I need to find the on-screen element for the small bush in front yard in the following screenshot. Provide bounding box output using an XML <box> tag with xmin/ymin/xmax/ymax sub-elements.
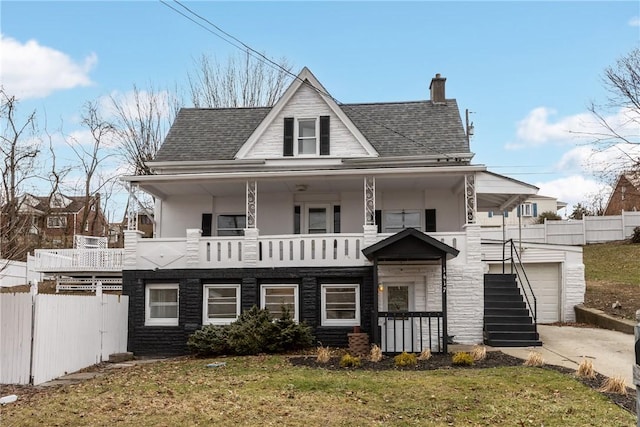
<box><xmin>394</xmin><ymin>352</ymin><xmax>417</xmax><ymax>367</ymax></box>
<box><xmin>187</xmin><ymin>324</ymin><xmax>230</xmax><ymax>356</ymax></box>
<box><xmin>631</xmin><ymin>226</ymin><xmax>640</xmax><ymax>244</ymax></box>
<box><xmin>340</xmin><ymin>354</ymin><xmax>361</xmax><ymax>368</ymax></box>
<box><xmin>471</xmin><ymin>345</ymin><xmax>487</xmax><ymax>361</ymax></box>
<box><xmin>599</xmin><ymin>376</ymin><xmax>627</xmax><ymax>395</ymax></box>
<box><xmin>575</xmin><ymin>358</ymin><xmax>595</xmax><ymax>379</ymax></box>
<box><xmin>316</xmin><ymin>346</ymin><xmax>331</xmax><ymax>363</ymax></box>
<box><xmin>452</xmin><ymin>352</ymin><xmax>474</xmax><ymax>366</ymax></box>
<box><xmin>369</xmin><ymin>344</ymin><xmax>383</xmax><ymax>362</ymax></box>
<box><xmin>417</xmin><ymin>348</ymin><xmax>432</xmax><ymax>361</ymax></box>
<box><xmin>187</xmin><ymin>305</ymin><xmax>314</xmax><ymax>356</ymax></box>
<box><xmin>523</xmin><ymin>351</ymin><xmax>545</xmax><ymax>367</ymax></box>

TRY IT:
Each of the records above needs to be transcribed exactly, apart from its pictures.

ANSWER AREA:
I need to find the on-screen element for the small bush in front yard in the following screenshot. Provide bounding box output using an XML <box> tag with xmin/ymin/xmax/ymax sub-elements.
<box><xmin>394</xmin><ymin>352</ymin><xmax>417</xmax><ymax>367</ymax></box>
<box><xmin>187</xmin><ymin>324</ymin><xmax>230</xmax><ymax>356</ymax></box>
<box><xmin>631</xmin><ymin>226</ymin><xmax>640</xmax><ymax>244</ymax></box>
<box><xmin>340</xmin><ymin>354</ymin><xmax>361</xmax><ymax>368</ymax></box>
<box><xmin>471</xmin><ymin>345</ymin><xmax>487</xmax><ymax>361</ymax></box>
<box><xmin>599</xmin><ymin>376</ymin><xmax>627</xmax><ymax>395</ymax></box>
<box><xmin>575</xmin><ymin>358</ymin><xmax>595</xmax><ymax>379</ymax></box>
<box><xmin>316</xmin><ymin>346</ymin><xmax>331</xmax><ymax>363</ymax></box>
<box><xmin>452</xmin><ymin>352</ymin><xmax>474</xmax><ymax>366</ymax></box>
<box><xmin>369</xmin><ymin>344</ymin><xmax>383</xmax><ymax>362</ymax></box>
<box><xmin>417</xmin><ymin>348</ymin><xmax>432</xmax><ymax>361</ymax></box>
<box><xmin>187</xmin><ymin>305</ymin><xmax>314</xmax><ymax>356</ymax></box>
<box><xmin>523</xmin><ymin>351</ymin><xmax>545</xmax><ymax>367</ymax></box>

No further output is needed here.